┌─ Materials provided

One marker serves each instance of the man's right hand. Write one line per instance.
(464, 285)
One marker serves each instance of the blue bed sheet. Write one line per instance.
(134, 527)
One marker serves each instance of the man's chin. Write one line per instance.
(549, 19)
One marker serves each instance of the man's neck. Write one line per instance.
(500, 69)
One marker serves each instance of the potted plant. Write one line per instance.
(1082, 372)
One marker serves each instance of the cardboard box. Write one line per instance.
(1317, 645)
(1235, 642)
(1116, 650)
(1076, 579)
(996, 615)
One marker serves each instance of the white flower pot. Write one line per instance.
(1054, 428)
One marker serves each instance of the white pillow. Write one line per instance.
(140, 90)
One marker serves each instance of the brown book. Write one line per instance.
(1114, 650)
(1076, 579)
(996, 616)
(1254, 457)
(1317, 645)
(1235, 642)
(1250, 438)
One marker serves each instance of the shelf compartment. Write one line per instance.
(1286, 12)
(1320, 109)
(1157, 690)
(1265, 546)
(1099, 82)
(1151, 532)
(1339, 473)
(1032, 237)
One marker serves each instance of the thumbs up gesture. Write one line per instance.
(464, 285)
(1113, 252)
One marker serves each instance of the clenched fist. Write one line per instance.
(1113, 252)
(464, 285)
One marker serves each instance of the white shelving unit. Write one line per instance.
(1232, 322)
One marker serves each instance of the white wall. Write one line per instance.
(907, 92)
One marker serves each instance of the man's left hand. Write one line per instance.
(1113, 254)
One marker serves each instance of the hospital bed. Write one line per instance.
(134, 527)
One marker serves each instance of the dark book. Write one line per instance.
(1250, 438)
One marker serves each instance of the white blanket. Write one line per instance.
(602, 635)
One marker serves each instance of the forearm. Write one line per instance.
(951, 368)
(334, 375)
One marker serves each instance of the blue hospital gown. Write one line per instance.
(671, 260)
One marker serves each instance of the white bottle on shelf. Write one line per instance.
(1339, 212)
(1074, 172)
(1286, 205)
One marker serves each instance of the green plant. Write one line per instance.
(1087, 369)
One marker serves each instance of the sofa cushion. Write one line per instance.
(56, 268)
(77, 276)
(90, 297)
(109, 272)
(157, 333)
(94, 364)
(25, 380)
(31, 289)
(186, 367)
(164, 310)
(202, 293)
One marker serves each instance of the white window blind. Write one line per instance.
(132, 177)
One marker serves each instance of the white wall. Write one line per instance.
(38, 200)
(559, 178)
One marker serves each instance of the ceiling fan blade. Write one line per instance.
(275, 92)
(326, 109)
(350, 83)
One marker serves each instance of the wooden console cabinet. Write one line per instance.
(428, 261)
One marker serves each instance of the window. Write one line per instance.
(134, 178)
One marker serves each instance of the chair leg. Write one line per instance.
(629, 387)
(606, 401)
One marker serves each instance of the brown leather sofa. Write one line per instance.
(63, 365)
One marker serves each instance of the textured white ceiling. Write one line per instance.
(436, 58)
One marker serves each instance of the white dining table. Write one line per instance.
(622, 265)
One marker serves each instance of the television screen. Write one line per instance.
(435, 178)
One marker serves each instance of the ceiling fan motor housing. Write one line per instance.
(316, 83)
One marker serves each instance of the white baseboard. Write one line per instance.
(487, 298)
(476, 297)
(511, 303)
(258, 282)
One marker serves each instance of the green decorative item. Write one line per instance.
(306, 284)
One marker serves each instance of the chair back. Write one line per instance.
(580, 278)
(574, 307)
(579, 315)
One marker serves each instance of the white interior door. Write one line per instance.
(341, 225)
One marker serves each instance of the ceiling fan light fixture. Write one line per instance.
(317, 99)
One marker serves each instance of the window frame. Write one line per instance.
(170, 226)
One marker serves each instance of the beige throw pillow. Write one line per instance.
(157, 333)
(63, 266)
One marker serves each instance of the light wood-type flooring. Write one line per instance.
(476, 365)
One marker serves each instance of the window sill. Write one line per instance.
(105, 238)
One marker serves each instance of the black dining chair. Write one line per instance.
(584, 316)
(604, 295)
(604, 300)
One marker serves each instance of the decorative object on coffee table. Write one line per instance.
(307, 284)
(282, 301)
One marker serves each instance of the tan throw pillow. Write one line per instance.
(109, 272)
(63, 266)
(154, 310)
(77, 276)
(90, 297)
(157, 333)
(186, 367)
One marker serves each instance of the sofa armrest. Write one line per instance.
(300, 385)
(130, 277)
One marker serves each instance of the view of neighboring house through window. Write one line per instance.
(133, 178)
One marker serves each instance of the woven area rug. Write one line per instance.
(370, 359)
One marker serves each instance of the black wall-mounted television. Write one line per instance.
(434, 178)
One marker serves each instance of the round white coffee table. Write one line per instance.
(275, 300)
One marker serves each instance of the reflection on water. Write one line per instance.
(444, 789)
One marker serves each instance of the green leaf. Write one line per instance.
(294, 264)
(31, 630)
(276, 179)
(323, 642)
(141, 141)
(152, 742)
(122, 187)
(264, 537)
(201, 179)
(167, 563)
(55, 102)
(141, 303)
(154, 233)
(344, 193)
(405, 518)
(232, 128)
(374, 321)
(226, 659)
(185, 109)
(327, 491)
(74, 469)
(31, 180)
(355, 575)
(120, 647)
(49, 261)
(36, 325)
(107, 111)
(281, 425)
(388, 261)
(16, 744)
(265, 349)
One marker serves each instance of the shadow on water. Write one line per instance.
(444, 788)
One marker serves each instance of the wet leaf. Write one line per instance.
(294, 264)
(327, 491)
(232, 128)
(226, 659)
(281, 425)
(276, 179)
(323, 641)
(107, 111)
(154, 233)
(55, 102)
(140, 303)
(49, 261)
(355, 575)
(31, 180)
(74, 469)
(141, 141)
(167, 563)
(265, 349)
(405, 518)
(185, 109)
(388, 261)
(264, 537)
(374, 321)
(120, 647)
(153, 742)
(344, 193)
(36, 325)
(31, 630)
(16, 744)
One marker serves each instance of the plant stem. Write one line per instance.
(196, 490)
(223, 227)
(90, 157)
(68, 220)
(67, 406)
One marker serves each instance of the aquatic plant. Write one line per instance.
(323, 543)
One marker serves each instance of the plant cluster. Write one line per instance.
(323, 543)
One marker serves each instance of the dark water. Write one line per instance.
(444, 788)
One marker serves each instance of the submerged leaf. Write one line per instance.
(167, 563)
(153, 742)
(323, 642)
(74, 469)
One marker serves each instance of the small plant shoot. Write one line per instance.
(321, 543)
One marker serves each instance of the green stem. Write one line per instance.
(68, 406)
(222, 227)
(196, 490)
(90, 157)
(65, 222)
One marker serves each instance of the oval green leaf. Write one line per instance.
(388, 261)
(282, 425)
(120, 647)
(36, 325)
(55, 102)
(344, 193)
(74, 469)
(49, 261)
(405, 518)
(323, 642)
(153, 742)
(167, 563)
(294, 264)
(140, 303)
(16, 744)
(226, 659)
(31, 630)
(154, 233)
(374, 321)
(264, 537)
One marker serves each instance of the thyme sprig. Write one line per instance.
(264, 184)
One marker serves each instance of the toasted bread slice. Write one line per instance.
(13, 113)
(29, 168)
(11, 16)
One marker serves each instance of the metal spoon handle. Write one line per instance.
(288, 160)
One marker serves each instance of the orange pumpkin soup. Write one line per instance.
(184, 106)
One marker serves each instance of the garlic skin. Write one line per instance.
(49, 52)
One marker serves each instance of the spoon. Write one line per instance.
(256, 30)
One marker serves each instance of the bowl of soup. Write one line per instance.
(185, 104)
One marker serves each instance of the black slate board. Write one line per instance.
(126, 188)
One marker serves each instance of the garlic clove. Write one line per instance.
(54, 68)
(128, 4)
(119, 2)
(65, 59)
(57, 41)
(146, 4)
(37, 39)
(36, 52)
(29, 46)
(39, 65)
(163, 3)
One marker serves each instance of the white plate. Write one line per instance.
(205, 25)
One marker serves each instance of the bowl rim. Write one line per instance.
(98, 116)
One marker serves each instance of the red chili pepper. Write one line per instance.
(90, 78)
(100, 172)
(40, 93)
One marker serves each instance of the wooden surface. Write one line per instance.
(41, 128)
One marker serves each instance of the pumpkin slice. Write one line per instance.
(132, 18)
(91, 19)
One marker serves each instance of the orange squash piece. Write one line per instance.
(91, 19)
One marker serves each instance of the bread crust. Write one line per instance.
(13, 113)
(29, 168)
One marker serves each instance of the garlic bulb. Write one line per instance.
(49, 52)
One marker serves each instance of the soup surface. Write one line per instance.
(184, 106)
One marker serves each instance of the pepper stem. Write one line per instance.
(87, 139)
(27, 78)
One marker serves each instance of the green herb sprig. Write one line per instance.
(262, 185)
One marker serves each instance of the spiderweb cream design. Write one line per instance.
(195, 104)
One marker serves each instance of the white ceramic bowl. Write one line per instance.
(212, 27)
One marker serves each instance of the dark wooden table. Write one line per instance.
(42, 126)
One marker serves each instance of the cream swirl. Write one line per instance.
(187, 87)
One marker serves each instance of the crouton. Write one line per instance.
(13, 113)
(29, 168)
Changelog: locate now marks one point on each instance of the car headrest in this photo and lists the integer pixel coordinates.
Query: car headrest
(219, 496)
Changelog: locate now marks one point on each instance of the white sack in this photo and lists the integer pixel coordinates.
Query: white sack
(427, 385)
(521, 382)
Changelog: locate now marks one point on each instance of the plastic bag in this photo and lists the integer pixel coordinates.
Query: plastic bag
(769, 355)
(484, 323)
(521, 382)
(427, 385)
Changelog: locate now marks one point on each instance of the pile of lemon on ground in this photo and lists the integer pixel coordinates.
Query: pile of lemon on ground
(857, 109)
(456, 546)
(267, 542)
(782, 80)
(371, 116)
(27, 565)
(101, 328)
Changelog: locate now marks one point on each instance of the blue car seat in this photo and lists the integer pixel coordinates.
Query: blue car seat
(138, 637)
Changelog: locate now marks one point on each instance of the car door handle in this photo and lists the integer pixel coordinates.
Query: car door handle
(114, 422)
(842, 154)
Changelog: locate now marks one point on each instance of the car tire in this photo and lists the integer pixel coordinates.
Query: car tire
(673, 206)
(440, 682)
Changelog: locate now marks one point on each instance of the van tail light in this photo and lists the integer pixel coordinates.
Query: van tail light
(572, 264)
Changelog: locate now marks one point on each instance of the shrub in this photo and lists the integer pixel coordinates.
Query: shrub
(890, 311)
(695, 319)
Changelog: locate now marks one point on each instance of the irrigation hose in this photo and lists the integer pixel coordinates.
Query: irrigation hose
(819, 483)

└─

■ **Exercise prompt**
Look over the records above, and wherever a line contains the string "locate", copy that line.

■ **Output for this task**
Changelog: locate now marks one point on each instance of the car headrest in this photo and lists the integer pixel coordinates.
Changelog: locate now marks one point on each instance of the white sack in this photo and lists the integer pixel coordinates.
Changelog: locate now marks one point on each instance of the plastic bag in this photo and lists the integer pixel coordinates.
Changelog: locate now marks one point on each instance of the pile of lemon on ground in this photo and lists the integer pixel coordinates.
Changelog: locate now marks one point on each instance of the blue car seat in this photo and lists the integer pixel coordinates.
Changelog: locate now marks one point on each instance of the car door handle in this photo and lists the integer pixel coordinates.
Changelog: locate now marks one point on each instance of the car tire in this photo and lists the integer pixel coordinates.
Changelog: locate now marks one point on each instance of the van tail light in this photo and lists the integer pixel coordinates.
Changelog: locate now marks one point on each instance of the shrub in this photo and lists the integer pixel coordinates.
Changelog: locate now marks one point on each instance of the irrigation hose in this photo and lists the integer pixel coordinates.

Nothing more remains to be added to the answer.